_Dataset excerpt_:
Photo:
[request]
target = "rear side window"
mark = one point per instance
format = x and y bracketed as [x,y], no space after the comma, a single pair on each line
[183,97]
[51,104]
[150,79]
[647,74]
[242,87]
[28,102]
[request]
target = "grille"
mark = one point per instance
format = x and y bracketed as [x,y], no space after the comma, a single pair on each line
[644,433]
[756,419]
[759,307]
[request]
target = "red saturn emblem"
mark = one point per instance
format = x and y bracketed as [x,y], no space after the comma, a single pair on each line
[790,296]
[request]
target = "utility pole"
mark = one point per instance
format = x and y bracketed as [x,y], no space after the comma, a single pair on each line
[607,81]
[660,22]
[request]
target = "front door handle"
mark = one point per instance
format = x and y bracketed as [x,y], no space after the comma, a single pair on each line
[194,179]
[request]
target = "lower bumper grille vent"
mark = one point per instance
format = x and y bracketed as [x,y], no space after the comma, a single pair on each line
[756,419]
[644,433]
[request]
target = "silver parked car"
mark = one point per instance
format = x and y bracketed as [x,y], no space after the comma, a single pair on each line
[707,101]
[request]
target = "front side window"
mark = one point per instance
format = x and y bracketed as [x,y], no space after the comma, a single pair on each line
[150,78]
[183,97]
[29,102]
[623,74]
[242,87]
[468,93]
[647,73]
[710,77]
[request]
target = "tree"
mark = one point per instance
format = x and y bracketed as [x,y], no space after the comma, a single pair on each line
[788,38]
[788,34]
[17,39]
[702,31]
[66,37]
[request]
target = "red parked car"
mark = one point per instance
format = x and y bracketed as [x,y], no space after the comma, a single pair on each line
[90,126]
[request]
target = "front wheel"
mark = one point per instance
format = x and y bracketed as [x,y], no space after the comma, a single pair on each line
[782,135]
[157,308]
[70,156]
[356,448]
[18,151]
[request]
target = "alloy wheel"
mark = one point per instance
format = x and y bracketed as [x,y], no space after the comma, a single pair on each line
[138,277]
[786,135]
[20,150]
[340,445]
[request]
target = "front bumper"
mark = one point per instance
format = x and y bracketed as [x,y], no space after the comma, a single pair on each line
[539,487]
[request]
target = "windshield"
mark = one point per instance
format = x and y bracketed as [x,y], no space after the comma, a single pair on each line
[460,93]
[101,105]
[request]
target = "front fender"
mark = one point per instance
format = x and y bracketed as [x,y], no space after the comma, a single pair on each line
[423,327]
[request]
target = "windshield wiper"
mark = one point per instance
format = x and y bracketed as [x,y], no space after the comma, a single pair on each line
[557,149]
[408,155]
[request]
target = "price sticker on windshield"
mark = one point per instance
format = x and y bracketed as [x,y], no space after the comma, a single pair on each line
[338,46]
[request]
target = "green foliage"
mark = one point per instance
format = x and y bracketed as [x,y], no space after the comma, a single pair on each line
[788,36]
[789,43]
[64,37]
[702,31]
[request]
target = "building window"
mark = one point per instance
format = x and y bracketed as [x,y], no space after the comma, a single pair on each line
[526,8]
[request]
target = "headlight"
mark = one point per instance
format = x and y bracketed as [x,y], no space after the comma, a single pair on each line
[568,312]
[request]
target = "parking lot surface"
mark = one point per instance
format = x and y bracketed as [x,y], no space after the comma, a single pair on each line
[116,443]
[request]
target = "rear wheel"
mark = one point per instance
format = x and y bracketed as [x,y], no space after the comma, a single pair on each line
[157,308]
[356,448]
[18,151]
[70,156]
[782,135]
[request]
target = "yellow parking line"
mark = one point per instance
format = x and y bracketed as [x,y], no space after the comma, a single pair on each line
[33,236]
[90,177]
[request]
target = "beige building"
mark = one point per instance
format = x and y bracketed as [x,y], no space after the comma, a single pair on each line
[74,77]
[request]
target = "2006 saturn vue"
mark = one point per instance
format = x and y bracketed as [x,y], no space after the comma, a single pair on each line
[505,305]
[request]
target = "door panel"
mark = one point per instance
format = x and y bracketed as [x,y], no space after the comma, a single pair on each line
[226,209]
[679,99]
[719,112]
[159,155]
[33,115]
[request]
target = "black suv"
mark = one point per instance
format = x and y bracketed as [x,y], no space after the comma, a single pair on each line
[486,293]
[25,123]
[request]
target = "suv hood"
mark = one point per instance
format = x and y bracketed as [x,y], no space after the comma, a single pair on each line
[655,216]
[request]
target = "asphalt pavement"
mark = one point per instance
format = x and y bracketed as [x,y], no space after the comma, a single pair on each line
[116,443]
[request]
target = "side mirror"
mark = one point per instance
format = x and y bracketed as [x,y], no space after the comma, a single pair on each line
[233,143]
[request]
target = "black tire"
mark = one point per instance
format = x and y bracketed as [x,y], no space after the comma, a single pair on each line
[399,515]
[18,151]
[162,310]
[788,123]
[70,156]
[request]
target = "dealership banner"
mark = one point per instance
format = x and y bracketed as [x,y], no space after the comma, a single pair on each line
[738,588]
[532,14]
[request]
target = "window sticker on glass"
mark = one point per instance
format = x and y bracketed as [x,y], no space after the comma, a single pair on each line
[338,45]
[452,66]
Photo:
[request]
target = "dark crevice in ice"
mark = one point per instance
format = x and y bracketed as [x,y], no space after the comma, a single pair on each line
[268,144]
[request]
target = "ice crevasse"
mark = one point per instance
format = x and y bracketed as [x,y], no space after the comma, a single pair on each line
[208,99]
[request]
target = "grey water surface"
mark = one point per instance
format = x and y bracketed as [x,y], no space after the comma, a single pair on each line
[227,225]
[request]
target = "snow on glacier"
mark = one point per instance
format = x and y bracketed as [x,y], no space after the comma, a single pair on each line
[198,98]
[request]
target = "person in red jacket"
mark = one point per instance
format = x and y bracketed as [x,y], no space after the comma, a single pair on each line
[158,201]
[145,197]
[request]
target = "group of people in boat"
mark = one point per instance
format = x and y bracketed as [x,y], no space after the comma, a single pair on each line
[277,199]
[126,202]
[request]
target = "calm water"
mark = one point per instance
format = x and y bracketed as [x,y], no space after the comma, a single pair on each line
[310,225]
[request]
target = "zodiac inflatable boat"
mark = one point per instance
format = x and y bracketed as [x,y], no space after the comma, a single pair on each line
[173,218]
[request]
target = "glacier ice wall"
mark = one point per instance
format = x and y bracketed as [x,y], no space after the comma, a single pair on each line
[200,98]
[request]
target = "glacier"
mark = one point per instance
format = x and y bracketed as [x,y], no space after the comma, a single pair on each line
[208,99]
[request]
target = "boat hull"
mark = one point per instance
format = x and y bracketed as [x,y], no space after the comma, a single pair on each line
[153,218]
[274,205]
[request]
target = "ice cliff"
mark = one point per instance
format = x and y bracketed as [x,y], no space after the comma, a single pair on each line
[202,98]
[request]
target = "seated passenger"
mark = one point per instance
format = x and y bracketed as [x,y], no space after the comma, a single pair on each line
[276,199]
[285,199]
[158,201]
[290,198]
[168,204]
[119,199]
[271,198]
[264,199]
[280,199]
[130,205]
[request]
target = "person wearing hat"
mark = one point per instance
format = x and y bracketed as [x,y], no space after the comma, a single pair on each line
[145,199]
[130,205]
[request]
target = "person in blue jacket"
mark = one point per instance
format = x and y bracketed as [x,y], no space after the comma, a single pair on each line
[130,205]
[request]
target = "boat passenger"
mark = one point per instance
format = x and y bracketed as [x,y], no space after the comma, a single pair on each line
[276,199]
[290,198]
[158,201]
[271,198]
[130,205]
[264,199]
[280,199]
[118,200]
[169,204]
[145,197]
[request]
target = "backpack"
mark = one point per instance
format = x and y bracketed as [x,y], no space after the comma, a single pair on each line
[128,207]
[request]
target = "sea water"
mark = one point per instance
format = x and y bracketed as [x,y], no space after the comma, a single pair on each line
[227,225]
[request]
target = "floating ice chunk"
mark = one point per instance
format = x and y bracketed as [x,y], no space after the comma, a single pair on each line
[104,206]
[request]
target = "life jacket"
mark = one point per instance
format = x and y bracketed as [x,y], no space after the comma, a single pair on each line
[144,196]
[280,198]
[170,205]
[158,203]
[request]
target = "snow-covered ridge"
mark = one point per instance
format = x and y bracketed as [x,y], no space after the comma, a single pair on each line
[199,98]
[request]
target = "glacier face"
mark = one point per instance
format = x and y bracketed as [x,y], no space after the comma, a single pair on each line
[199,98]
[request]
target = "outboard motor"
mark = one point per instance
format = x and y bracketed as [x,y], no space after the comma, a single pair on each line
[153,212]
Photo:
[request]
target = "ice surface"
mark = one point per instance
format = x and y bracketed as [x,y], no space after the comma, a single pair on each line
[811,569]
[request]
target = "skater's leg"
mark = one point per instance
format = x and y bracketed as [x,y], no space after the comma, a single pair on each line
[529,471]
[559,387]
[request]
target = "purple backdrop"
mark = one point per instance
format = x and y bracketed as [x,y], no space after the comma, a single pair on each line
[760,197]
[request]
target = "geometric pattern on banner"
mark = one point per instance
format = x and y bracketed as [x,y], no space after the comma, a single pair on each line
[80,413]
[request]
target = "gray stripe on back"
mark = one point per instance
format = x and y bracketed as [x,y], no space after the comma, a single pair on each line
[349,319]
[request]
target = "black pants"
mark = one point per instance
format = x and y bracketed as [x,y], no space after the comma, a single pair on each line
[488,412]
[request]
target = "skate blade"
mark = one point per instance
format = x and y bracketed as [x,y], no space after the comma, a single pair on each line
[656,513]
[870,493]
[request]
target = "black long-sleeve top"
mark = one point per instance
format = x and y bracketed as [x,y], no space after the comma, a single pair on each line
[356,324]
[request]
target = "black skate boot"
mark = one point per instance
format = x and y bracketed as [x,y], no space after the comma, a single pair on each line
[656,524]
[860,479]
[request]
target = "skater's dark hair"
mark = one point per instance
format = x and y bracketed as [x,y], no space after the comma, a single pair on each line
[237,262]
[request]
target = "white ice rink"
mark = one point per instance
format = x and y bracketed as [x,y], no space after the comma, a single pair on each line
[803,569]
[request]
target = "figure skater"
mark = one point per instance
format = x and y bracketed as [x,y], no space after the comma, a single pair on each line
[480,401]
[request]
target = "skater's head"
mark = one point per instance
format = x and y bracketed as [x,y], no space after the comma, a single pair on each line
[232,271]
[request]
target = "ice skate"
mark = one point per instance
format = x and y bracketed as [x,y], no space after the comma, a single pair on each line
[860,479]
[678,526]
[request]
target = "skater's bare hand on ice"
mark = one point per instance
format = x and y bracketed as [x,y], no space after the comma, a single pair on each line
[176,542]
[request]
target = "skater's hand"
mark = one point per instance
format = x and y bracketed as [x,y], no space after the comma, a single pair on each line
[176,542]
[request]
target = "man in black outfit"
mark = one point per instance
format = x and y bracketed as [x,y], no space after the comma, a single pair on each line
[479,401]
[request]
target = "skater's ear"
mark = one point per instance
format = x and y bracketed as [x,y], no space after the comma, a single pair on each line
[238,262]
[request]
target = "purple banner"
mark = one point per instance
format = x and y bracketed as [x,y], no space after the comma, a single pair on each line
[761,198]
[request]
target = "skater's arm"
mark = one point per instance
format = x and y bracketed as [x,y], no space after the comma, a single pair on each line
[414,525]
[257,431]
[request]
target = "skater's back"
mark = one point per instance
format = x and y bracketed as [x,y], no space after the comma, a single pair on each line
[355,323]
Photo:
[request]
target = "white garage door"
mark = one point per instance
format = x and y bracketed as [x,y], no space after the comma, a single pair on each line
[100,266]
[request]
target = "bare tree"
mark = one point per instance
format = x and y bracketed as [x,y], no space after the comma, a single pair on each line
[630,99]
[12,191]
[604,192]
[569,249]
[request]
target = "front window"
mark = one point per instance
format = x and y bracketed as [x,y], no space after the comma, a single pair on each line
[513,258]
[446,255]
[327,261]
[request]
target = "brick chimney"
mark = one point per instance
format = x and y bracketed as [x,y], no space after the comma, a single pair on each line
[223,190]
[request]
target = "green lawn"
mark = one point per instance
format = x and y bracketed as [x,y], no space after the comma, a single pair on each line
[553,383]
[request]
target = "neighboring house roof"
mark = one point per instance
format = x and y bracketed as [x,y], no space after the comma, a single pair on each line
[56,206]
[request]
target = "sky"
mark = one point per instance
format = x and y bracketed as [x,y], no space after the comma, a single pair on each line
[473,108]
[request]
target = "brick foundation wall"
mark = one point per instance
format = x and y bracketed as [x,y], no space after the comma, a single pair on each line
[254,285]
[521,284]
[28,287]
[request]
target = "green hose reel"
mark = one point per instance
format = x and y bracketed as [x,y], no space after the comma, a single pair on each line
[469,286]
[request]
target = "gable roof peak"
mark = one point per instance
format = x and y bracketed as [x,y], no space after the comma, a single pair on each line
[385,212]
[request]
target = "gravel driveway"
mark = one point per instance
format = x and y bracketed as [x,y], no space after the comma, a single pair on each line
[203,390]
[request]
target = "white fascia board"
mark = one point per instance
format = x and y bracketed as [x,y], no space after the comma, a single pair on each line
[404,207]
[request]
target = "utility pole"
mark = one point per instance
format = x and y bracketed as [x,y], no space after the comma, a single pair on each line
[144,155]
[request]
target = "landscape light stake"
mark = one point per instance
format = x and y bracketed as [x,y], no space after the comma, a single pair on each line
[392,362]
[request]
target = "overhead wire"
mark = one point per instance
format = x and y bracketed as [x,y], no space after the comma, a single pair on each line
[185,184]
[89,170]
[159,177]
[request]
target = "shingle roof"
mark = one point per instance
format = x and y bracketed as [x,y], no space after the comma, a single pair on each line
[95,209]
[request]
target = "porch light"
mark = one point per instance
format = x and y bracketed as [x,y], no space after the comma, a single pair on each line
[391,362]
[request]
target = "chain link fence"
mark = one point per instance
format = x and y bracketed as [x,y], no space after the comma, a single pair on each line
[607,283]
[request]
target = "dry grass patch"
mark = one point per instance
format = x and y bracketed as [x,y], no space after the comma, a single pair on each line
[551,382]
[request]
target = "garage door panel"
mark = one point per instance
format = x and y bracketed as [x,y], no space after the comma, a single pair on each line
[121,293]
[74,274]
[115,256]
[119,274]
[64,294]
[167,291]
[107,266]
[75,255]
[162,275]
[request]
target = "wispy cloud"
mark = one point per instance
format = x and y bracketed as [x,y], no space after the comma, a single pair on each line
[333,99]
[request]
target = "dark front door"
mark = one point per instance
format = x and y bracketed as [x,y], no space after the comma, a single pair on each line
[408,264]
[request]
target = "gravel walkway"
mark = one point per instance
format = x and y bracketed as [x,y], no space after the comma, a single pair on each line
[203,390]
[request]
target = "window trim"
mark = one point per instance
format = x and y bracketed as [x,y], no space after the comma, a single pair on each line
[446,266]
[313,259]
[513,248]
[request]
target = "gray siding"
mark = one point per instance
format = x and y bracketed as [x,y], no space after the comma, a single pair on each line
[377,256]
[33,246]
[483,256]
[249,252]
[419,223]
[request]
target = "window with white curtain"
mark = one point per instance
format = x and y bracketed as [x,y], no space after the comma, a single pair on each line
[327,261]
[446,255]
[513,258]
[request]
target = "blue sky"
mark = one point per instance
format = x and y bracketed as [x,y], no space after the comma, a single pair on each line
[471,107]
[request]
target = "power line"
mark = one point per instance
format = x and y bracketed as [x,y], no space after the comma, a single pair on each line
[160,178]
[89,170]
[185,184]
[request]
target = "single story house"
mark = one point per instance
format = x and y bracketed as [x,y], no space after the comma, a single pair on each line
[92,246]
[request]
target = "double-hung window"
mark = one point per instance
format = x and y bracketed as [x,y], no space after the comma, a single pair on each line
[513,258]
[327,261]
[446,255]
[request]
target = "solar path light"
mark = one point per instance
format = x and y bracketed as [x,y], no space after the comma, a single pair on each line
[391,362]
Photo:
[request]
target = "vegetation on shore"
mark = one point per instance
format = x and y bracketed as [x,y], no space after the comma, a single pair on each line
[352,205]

_Task brief_: Pull out every line of the records that contains the string "window", and copy each such line in full.

_The output_:
target = "rear side window"
target = "front side window"
target = "building window"
target = "window sticker on glass"
target = "front window"
target = "window trim"
target = "window with white curtain"
target = "double-hung window"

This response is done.